# Teks Bacaan
- - -

Ilustrasi | Rumah sakit Covid-19 |
SITANGGANG.net
Gelombang ke 4 Covid-19 yang melanda negara Jepang membuat sejumlah rumah sakit di kota kedua terbesar Jepang, Osaka, kehabisan tempat tidur dan ventilator.
Direktur RS Universitas Kindai, Osaka, Yuji Tohda, mengatakan pihaknya kewalahan menghadapi lonjakan pasien Covid-19 dua bulan menjelang pergelaran Olimpiade.
"Sederhananya, ini adalah sistem medis yang kolaps. Varian Inggris yang menular dan kesadaran yang menurun menyebabkan ledakan pasien (Covid-19) ini," kata Yuji mengutip Reuters.
Osaka saat ini sedang berada dalam gelombang keempat pandemi. Tercatat, Osaka menyumbang sepertiga dari jumlah keseluruhan angka kematian akibat Covid-19 di Jepang.
Sampai Kamis lalu, 96 persen dari 348 tempat tidur di RS di Osaka telah digunakan untuk pasien Covid-19.

- - -

[Entri tersimpan]

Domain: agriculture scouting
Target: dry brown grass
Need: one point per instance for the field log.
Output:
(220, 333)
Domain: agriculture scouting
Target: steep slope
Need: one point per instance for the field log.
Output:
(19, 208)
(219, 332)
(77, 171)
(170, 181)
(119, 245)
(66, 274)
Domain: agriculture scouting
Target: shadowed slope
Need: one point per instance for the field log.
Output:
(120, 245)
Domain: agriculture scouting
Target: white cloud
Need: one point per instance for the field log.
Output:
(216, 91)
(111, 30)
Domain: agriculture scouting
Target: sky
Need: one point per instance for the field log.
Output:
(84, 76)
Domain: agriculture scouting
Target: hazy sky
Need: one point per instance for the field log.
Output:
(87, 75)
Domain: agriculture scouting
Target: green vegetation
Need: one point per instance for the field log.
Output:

- - -

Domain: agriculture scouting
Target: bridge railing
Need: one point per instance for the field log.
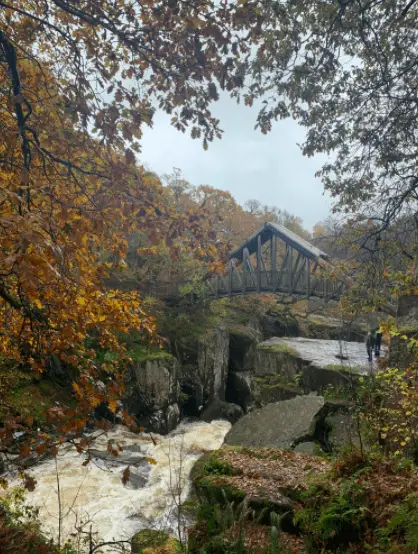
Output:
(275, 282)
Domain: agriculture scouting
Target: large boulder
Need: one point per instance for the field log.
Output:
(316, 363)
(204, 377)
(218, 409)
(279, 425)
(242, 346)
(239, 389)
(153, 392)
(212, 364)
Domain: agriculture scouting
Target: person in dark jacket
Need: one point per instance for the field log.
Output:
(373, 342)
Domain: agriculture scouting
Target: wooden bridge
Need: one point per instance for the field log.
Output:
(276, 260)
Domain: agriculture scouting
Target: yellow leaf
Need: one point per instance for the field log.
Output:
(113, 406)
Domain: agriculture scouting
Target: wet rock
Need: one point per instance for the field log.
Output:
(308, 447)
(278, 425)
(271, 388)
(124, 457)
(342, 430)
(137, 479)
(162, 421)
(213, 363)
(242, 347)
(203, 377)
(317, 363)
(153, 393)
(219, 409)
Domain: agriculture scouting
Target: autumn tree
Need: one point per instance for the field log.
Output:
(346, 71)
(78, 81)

- - -

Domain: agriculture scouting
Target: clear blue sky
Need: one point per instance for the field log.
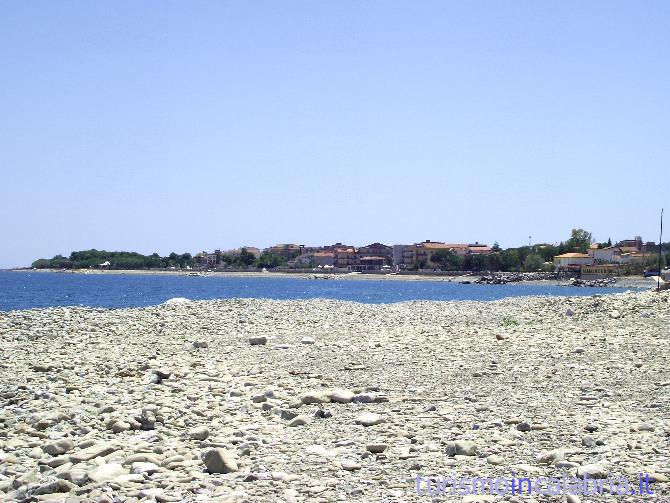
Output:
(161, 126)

- - -

# Yang Dikerjakan
a) Tentukan apakah pernyataan berikut sesuai dengan teks tentang Covid-19 di Osaka. Jawab ya atau tidak untuk masing-masing, lalu kutip kata-kata teks yang menjadi penentunya. (i) Osaka adalah kota terbesar kedua di Jepang. (ii) Osaka menyumbang separuh dari seluruh angka kematian akibat Covid-19 di Jepang. (iii) Sampai Kamis lalu, 96 persen tempat tidur di RS di Osaka telah dipakai untuk pasien Covid-19.
b) Sambung teks tentang Covid-19 di Osaka, dimulai tepat setelah kalimat terakhirnya.

# Kunci Jawaban
a)
(i) Ya: "kota kedua terbesar Jepang, Osaka"
(ii) Tidak: "Osaka menyumbang sepertiga dari jumlah keseluruhan angka kematian akibat Covid-19 di Jepang"
(iii) Ya: "96 persen dari 348 tempat tidur di RS di Osaka telah digunakan untuk pasien Covid-19"

b)
Seorang pemasok obat menceritakan kepada Direktur RS Universitas Medis dan Farmasi Osaka (OMPUH), Toshiaki Miami, bahwa stok propofol, obat yang digunakan untuk menenangkan pasien yang diintubasi, semakin sedikit.
Selain itu, RS Tohda juga kekurangan ventilator untuk merawat pasien Covid-19 yang masuk kategori parah.
Para staf medis yang merawat pasien kritis juga berisiko tertular dan berdampak serius, kata kepala departemen perawat di OMPUH, Satsuki Nakayama.
Saat ini, sekira 500 dokter dan 895 perawat bekerja di OMPUH. Satsuki mengatakan bahwa mereka butuh personel tambahan untuk membantu tim medis yang mulai kewalahan.
"Ada beberapa staf di unit perawatan intensif (ICU) yang mengatakan mereka sudah kewalahan. Saya pikir perlu ada pergantian personel untuk mengikutsertakan orang dari bagian lain di rumah sakit," kata Satsuki.
RS itu sendiri memiliki 832 tempat tidur. Sebanyak 10 dari 16 ICU digunakan untuk pasien Covid-19. Sekitar 20 dari 140 pasien dengan kategori parah yang dibawa ke rumah sakit, meninggal di ICU.
Karena kekurangan tempat di rumah sakit ini, hanya 14 persen dari 13.770 pasien Covid-19 di Osaka yang dirawat di RS. Sebagian keluar dari RS dan berjuang sendiri.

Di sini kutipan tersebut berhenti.